_DOCUMENT PASSAGE_
■ ■ ■ ■ ■
The Guests of the Graham Norton Show

Sick, lying on the sofa trying to pass an evening. I found myself in desperate need of something easy to watch as I waited for the headache, sore throat and fever to leave me. Of the shows I did want to watch, all are shows I watch with my girlfriend. Even sick, I don’t think I could get away with that level of betrayl!

So I put of Graham Norton. As my girlfriend describes it, “It’s okay if you miss a bit”. Perfect for when you’re half dozing.

Nicole Kidman was the first guest on this weeks show. At the start, she says “I think I’ve been on here the most of anyone”. That was like drugs to a sniffer dog, even to my tired mind. Now that I’m feeling a little better, let’s see if we can answer it.

Wikipedia has a page detailing every episode and it’s guests. We can extract the information from this to get our data for analysis.

library(rvest)
library(purrr)
library(dplyr)
library(stringr)
library(tidyr)
library(ggplot2)
library(lubridate)

#list all of the selectors
selector_guests <- ".summary"
selector_episode_no <- ".vevent td:nth-child(2)"
■ ■ ■ ■ ■
_INFORMATION SUPPLIED_
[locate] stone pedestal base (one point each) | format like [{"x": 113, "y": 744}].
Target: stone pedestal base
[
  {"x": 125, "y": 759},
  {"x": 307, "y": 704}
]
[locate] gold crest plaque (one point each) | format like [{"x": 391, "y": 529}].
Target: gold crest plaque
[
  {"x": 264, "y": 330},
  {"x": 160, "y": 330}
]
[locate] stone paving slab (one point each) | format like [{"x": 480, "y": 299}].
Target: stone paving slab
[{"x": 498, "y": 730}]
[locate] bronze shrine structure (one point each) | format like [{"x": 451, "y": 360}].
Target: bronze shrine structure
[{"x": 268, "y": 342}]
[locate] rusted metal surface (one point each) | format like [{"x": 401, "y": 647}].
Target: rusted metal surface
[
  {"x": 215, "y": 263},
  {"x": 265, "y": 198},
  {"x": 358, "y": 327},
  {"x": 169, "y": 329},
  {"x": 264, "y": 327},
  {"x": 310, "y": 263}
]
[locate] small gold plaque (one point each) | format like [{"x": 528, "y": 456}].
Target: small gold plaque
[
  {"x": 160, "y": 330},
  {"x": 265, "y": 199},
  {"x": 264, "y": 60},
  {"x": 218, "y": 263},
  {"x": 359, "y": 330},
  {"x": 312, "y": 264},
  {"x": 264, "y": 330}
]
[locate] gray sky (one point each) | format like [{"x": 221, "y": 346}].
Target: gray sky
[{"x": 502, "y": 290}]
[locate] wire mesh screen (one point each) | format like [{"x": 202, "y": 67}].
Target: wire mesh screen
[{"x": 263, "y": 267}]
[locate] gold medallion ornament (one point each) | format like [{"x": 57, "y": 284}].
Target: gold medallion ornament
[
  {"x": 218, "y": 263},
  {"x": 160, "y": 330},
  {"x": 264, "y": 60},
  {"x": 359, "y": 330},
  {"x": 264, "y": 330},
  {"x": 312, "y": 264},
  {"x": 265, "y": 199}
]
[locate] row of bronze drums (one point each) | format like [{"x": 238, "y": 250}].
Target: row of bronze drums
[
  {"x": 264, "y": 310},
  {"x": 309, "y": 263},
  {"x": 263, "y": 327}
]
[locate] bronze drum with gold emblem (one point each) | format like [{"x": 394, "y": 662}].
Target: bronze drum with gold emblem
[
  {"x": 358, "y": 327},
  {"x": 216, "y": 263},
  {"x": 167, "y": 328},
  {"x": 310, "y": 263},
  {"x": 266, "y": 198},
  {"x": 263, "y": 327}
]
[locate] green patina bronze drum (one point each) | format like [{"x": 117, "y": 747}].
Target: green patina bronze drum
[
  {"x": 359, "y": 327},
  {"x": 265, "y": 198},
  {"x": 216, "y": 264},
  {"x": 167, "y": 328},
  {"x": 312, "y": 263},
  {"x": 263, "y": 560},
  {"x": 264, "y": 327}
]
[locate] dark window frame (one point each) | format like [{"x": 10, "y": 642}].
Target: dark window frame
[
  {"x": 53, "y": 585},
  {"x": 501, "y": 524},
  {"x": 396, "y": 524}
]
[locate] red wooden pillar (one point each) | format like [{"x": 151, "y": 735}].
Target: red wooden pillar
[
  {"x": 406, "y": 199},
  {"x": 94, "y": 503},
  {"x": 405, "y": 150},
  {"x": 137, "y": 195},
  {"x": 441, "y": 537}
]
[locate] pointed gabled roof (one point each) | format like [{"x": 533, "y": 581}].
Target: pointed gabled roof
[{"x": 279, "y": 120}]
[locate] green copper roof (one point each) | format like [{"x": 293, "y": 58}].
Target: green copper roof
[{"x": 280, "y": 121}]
■ ■ ■ ■ ■
_TASK LIST_
1 - Summarize the Graham Norton Show post in two sentences.
2 - In the Graham Norton Show post, begin at the words "Nicole Kidman was" and stop after "library(ggplot2)", then write that stretch out again with "Wikipedia" swapped for "IMDb".

_SET OF ANSWERS_
1 - While sick on the sofa, the writer put on the Graham Norton Show because it is easy to watch when half dozing, and the first guest, Nicole Kidman, said she thought she had been on the show the most of anyone. Feeling a little better, the writer sets out to check that claim by extracting data from a Wikipedia page that lists every episode and its guests, loading R libraries such as rvest, dplyr and ggplot2 to do so.

2 -
Nicole Kidman was the first guest on this weeks show. At the start, she says “I think I’ve been on here the most of anyone”. That was like drugs to a sniffer dog, even to my tired mind. Now that I’m feeling a little better, let’s see if we can answer it.

IMDb has a page detailing every episode and it’s guests. We can extract the information from this to get our data for analysis.

library(rvest)
library(purrr)
library(dplyr)
library(stringr)
library(tidyr)
library(ggplot2)